▶ [Stated task]
Locate each line below that contains the string "tulip", and copy those lines.

(Labeled area outline entries)
□ □ □
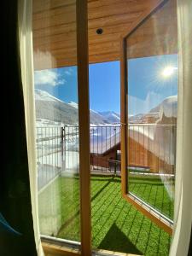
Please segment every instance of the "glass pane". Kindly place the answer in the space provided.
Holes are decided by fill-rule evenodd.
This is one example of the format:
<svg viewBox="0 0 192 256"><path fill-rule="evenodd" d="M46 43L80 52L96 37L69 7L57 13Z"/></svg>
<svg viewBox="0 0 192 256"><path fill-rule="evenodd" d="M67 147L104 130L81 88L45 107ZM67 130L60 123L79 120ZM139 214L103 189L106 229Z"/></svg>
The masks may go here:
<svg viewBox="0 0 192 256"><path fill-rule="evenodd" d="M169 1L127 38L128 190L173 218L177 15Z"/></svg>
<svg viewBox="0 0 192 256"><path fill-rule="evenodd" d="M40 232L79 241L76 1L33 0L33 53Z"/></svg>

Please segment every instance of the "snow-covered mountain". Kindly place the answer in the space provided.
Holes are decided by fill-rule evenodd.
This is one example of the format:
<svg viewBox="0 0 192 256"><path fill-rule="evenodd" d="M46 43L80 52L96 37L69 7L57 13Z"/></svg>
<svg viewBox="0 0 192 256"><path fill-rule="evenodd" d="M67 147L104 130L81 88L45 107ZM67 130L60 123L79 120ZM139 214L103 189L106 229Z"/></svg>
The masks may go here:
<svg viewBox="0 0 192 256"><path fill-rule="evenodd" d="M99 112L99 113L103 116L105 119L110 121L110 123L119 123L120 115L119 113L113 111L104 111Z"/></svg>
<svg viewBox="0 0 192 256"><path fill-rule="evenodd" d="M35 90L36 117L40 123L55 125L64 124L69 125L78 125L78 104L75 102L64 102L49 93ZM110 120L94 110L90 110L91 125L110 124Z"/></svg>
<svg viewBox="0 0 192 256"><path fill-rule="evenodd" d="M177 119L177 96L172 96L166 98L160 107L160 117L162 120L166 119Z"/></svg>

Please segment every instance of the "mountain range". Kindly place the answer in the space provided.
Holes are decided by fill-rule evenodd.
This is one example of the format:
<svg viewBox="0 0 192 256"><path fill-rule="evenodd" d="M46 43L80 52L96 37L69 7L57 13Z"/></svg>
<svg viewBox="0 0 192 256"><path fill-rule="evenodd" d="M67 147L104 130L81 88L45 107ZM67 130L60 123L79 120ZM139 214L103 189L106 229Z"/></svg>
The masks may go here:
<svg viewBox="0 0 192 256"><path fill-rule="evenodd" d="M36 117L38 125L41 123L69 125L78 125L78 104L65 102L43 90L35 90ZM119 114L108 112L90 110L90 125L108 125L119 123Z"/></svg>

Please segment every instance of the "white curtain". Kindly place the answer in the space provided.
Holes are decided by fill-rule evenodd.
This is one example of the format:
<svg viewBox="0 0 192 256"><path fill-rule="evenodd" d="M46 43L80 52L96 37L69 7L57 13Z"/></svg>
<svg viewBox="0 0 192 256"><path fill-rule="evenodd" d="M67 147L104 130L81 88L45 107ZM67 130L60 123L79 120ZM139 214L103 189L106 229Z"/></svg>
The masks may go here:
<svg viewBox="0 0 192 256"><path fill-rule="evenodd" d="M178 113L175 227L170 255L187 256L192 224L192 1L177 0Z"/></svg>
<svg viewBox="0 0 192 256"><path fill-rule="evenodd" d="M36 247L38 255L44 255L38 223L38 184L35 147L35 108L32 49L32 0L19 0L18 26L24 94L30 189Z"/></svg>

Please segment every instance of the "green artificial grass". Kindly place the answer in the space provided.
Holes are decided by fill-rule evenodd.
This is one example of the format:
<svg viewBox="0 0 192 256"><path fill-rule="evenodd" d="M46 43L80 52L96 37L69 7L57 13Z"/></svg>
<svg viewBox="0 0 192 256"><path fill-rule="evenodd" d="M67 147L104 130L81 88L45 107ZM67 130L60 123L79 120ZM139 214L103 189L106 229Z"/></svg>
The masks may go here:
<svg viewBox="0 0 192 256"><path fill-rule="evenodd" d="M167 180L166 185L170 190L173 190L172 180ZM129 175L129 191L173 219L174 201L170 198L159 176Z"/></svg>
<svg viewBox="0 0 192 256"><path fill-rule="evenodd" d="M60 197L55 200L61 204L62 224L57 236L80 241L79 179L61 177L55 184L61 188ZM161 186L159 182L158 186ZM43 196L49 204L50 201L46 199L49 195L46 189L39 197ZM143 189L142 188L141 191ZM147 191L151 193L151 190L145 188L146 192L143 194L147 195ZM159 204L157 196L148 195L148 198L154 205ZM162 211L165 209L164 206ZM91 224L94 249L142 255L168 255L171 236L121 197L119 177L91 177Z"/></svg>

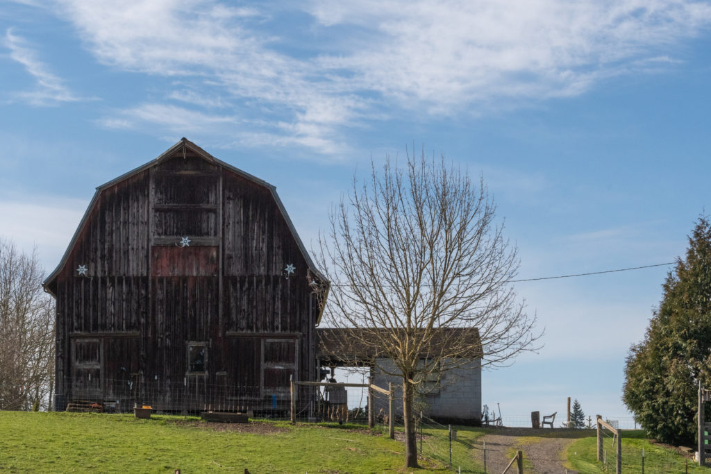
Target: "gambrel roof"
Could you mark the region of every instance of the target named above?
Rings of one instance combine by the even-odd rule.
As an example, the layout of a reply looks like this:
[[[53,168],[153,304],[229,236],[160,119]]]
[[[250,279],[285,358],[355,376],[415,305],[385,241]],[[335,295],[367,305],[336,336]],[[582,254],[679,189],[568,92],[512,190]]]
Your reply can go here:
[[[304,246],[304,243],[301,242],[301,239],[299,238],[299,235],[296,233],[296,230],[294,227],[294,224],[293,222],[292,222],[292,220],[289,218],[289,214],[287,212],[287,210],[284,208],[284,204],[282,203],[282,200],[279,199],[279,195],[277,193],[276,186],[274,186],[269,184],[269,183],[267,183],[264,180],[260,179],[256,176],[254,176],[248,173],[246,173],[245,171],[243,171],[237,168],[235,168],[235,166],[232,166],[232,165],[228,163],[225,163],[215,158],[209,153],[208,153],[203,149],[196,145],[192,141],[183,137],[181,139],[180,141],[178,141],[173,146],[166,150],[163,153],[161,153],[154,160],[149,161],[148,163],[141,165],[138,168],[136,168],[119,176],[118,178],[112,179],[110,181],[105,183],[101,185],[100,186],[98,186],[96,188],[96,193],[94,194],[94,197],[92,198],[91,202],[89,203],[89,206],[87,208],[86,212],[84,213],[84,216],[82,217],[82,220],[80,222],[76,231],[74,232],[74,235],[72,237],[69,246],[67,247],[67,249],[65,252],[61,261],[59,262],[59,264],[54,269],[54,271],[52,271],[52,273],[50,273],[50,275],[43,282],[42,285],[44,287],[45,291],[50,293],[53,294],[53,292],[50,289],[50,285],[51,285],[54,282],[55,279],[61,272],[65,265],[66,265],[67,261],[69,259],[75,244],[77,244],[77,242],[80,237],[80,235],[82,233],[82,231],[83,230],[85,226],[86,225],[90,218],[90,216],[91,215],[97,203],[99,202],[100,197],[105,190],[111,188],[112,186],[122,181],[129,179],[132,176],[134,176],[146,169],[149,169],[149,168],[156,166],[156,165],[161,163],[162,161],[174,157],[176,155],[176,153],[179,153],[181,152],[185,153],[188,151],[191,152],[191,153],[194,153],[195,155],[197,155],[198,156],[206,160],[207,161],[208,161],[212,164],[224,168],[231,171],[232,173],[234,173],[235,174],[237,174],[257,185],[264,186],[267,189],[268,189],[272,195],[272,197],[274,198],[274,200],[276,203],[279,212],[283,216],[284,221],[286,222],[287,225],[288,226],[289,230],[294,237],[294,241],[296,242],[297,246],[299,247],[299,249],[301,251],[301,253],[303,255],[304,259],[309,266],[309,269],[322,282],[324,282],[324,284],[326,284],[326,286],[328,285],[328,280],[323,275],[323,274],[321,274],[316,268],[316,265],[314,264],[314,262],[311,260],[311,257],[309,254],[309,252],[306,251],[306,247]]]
□ □ □
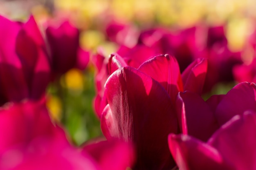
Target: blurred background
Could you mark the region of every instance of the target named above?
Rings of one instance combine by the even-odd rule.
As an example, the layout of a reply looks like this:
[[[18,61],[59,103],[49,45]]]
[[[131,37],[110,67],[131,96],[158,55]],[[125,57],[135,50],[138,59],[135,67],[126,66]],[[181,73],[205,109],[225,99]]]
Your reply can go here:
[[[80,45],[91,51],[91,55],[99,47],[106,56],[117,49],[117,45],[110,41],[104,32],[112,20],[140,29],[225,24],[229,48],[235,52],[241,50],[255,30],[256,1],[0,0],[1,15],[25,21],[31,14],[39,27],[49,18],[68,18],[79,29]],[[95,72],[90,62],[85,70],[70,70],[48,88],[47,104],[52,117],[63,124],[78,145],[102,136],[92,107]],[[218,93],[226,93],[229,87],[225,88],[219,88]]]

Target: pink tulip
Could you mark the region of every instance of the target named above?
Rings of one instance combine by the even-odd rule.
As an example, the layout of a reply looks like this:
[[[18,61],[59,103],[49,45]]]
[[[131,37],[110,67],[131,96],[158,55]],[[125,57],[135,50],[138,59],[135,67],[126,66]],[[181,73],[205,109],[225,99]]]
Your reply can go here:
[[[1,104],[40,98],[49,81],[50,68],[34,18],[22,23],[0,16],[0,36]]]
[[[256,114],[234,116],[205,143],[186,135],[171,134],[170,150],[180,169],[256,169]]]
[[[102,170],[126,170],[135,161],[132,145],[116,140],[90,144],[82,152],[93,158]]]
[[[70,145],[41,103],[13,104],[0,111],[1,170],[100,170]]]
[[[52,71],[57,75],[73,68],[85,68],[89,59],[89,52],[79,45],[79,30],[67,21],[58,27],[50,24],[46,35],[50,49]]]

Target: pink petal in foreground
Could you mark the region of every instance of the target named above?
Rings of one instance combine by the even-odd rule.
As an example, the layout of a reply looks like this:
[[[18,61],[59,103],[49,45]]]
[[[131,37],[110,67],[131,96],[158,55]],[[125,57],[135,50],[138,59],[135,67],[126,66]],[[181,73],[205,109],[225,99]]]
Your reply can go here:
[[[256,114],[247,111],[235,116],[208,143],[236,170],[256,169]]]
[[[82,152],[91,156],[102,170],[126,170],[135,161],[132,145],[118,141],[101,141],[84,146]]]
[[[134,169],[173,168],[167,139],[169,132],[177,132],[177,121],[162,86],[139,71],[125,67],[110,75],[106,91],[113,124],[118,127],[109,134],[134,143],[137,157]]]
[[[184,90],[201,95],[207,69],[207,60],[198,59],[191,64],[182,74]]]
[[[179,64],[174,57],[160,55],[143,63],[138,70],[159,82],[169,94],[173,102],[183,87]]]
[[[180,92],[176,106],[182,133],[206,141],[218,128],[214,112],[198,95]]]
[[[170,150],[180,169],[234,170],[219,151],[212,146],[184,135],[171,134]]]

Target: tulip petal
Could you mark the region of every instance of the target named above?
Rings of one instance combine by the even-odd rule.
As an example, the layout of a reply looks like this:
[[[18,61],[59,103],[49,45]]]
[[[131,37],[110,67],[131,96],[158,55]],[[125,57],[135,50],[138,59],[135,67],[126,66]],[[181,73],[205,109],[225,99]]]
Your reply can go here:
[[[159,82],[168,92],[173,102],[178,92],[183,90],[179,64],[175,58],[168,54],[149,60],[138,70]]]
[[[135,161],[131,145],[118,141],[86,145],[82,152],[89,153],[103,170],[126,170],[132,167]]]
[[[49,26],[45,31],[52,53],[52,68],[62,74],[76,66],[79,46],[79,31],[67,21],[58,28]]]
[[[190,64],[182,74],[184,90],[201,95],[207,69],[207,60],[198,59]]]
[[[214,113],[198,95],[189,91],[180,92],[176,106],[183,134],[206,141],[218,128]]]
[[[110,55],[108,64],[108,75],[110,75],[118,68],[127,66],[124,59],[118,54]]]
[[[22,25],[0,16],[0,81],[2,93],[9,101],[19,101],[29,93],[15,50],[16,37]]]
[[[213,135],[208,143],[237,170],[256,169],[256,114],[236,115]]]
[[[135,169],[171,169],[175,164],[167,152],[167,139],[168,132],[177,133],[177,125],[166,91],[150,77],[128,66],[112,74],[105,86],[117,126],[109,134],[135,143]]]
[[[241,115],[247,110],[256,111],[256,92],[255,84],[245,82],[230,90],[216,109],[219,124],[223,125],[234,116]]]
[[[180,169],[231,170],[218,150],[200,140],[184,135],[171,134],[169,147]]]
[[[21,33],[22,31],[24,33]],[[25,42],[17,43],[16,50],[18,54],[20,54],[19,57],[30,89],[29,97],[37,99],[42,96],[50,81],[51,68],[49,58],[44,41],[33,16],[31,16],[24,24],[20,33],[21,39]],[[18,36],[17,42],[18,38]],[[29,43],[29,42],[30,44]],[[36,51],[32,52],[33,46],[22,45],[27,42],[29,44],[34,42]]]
□ □ □
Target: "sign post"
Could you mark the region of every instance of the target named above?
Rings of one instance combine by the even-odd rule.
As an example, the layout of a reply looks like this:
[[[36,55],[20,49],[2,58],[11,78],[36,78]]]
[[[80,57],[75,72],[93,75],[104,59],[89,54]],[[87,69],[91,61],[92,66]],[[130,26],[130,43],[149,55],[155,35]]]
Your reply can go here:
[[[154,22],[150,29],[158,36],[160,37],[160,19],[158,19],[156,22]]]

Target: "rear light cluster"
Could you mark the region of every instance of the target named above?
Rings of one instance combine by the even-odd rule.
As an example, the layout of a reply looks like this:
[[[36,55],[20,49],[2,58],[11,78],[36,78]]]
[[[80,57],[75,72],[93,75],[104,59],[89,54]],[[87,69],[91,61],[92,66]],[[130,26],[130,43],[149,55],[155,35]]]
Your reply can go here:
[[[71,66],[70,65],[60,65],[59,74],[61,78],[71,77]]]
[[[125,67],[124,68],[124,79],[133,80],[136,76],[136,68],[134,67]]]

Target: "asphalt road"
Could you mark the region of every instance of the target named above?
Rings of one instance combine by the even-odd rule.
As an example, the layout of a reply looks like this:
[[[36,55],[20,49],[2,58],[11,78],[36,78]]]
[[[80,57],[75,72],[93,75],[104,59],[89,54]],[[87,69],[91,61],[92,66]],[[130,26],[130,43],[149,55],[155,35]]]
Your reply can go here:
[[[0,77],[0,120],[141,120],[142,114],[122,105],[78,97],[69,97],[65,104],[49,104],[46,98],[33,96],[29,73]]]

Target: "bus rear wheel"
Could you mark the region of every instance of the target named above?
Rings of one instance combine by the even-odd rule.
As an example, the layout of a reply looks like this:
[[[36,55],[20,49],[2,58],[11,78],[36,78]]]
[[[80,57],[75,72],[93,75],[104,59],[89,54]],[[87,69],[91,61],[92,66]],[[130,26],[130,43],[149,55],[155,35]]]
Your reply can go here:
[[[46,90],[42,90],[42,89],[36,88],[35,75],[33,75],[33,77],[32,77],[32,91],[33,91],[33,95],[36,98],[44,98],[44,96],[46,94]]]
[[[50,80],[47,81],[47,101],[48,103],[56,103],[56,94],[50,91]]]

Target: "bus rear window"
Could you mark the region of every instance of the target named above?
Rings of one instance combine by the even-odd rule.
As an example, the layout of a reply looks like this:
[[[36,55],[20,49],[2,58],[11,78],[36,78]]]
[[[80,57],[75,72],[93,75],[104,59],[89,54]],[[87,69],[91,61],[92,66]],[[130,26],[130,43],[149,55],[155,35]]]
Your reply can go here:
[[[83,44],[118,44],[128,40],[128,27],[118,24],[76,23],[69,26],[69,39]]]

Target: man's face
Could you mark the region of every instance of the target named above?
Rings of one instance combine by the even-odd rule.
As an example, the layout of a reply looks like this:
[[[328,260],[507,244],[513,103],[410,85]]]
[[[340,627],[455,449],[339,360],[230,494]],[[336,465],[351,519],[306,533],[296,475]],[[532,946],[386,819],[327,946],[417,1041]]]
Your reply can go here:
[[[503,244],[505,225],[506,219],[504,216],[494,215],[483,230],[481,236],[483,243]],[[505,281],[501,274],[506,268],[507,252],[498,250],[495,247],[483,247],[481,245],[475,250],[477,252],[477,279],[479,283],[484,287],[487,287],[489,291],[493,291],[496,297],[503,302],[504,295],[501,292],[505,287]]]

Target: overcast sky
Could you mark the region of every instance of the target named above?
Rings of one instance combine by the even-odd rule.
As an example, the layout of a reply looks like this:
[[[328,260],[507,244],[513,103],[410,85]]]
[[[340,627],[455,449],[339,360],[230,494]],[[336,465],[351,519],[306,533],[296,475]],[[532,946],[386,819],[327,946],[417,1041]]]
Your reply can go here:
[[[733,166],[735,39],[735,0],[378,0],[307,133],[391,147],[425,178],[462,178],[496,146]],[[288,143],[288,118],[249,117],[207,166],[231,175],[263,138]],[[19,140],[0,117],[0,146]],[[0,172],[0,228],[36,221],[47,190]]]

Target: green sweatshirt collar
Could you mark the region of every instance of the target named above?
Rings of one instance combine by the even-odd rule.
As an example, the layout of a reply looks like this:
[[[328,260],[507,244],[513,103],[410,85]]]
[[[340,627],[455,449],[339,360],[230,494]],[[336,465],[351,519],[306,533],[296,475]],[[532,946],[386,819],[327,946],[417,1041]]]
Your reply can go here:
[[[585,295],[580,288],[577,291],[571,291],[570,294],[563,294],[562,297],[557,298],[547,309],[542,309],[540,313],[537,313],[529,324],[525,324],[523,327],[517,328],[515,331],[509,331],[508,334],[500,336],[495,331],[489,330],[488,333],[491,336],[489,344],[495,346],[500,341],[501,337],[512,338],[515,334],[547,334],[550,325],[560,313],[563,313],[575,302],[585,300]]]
□ □ □
▶ [Reply to the exercise]
Target: pink tulip
Target: tulip petal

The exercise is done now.